**YOUR OBJECTIVE**: Pull each line holding the word "right" from the data.

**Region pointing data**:
+ + + +
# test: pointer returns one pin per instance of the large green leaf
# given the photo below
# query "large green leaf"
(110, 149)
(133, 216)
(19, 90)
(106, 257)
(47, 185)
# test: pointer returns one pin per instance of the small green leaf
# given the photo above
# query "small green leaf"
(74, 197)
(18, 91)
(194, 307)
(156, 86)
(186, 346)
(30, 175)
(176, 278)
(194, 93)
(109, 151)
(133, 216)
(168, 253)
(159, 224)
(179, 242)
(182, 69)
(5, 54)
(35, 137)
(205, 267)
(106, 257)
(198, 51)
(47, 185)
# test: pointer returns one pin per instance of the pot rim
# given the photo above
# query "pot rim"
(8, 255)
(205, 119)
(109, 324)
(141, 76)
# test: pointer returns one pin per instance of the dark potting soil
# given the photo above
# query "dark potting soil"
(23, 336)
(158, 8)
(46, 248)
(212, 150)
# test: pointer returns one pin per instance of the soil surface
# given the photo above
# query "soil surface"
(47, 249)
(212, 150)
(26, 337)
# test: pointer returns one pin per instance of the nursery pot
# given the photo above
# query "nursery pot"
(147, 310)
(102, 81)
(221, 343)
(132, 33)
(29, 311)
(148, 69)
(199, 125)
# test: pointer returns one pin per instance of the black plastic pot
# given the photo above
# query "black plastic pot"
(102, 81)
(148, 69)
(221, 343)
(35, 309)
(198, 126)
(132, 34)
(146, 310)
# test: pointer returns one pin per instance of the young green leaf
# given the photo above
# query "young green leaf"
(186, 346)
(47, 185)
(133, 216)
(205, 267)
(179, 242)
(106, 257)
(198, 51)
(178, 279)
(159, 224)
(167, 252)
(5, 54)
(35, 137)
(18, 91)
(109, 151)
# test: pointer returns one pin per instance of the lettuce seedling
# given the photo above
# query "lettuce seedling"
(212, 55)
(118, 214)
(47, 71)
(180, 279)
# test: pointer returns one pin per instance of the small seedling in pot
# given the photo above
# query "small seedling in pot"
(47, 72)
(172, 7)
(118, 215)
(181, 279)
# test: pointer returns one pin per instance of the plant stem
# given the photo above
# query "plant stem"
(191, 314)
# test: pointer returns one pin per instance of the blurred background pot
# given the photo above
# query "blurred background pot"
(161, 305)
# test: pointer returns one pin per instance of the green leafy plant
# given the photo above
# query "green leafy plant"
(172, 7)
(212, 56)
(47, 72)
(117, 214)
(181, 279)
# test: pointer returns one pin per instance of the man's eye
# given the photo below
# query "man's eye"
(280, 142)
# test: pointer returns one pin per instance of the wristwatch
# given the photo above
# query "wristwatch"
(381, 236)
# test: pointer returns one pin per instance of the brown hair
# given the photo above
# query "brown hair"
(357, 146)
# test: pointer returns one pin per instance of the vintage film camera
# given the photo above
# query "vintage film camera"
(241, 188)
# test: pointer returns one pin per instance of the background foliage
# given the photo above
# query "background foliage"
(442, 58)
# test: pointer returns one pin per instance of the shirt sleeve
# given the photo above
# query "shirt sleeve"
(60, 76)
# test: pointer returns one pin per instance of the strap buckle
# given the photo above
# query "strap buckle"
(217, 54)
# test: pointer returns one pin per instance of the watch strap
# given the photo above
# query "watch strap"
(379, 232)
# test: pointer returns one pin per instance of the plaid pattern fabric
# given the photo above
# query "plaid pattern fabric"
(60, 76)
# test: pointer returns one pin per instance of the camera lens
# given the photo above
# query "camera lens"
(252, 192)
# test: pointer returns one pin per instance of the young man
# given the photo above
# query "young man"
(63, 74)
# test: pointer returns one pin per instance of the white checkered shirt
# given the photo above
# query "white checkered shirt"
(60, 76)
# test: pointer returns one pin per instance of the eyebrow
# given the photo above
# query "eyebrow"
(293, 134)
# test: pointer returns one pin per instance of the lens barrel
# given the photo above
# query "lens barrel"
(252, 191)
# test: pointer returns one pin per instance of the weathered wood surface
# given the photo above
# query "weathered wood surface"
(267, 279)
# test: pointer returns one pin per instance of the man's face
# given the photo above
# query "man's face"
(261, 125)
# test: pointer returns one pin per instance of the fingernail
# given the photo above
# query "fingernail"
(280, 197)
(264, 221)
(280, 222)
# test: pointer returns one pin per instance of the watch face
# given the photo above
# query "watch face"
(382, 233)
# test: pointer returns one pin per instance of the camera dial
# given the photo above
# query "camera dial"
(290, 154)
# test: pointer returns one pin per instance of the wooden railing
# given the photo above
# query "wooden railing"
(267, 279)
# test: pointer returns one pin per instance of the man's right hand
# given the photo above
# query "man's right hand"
+ + + +
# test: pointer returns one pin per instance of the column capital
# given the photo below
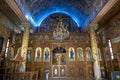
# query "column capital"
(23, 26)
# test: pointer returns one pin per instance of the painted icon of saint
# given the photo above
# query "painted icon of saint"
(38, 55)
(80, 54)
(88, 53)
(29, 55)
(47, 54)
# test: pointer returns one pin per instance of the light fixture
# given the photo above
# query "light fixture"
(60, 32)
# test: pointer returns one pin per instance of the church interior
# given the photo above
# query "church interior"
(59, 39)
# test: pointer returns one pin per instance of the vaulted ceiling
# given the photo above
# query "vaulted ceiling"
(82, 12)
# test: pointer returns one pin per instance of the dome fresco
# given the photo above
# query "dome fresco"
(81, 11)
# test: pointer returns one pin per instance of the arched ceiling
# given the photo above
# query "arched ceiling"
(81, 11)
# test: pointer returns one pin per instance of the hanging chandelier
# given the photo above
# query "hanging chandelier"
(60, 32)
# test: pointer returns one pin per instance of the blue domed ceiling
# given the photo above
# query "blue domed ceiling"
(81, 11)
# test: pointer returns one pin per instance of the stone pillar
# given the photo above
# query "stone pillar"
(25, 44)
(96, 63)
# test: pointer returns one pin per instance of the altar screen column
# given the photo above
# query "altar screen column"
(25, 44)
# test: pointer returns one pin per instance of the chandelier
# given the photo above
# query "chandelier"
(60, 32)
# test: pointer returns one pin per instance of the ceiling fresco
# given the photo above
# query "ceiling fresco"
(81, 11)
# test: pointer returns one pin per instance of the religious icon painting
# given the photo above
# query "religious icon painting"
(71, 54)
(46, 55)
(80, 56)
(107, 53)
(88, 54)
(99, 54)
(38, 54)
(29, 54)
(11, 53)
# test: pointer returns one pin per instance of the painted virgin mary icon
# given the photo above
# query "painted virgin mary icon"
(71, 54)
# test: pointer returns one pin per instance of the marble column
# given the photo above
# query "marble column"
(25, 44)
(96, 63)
+ + + +
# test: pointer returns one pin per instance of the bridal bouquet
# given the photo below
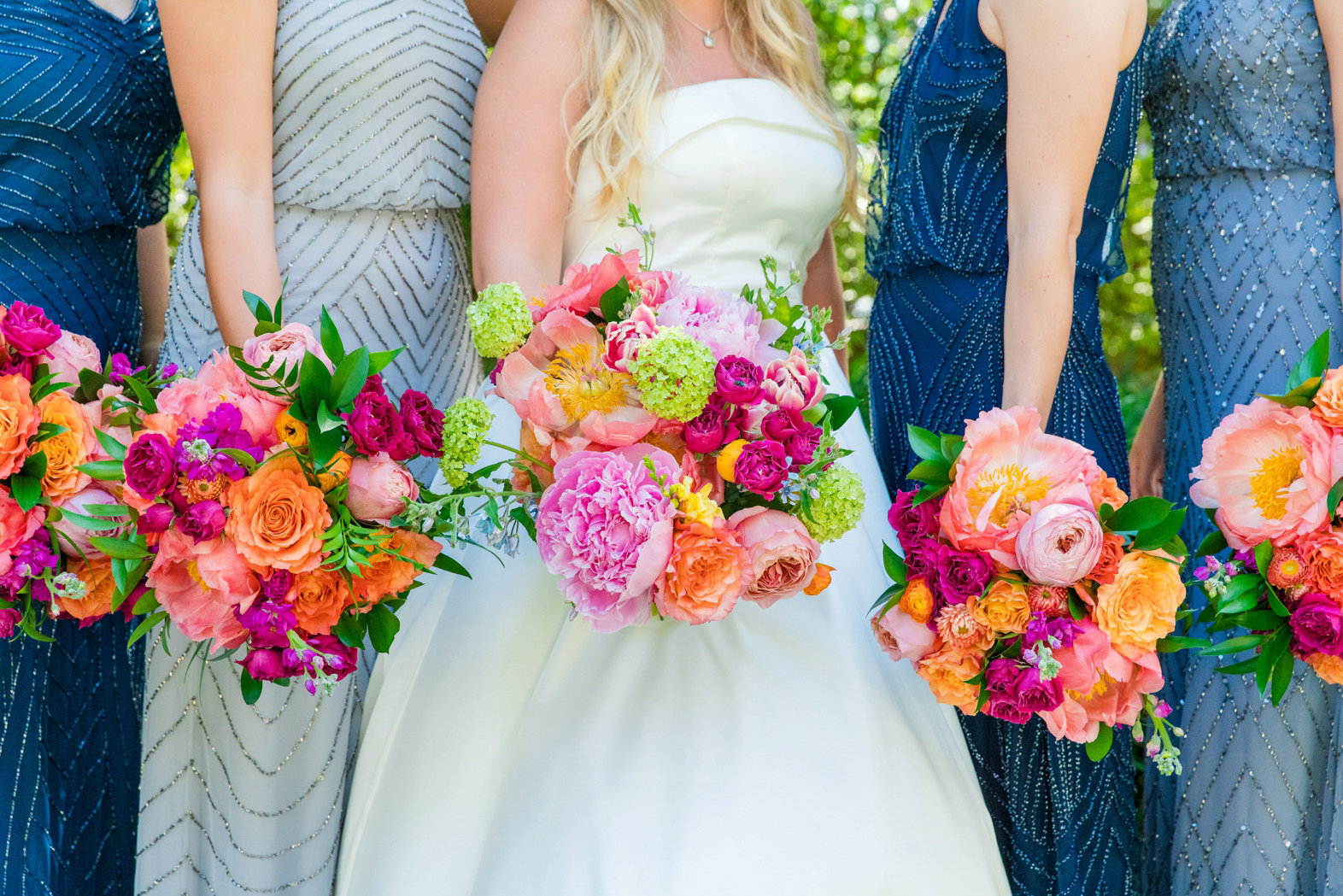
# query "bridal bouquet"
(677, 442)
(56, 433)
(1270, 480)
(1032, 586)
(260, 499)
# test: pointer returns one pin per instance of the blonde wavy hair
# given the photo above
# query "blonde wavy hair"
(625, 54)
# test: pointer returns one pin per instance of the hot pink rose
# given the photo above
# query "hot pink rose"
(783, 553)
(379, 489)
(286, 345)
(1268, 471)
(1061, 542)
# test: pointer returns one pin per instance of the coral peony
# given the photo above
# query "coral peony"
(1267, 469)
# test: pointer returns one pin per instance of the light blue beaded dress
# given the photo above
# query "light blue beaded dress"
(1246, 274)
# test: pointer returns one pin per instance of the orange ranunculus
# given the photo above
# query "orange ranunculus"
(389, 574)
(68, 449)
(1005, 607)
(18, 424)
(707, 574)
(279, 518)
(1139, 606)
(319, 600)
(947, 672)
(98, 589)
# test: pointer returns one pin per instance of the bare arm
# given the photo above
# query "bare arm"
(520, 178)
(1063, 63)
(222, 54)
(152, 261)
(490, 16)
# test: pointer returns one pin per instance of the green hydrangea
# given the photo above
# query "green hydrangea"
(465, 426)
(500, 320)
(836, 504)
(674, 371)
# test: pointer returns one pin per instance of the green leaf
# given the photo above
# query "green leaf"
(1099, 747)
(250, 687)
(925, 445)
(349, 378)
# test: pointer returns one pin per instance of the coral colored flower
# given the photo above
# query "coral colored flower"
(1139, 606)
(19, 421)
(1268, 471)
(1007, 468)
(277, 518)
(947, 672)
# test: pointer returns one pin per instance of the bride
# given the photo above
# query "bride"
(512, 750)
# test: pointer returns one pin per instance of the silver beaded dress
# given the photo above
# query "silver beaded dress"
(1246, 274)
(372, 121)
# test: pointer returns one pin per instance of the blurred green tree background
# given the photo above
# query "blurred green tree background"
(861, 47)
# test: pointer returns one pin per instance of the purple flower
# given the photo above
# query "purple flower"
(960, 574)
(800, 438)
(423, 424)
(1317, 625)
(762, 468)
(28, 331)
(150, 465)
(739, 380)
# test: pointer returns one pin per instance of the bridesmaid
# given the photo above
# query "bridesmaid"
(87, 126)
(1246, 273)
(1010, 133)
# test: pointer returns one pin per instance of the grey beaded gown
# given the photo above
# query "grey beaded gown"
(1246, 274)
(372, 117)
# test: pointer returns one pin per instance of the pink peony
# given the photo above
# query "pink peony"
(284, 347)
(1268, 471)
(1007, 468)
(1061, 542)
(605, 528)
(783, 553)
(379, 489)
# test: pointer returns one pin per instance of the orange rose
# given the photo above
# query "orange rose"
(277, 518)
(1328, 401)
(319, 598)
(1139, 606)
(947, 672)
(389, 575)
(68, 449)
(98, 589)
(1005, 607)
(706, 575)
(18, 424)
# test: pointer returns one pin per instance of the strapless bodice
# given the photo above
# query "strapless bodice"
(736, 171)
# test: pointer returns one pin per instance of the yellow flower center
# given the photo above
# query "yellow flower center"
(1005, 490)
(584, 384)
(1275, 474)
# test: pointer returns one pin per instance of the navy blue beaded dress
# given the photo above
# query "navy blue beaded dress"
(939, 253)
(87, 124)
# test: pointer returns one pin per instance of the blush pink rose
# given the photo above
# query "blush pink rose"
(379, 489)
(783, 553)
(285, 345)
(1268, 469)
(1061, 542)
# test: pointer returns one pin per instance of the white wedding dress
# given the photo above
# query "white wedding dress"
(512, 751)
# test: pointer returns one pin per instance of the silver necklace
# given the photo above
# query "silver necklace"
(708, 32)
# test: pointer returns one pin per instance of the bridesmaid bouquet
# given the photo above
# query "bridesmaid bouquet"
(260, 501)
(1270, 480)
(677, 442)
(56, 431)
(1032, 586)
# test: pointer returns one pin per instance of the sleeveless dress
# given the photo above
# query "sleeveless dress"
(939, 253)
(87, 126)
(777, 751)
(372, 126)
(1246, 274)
+ + + +
**OUTPUT OF THE TASK**:
# test: pointer returns one pin per instance of the man's right hand
# query "man's right hand"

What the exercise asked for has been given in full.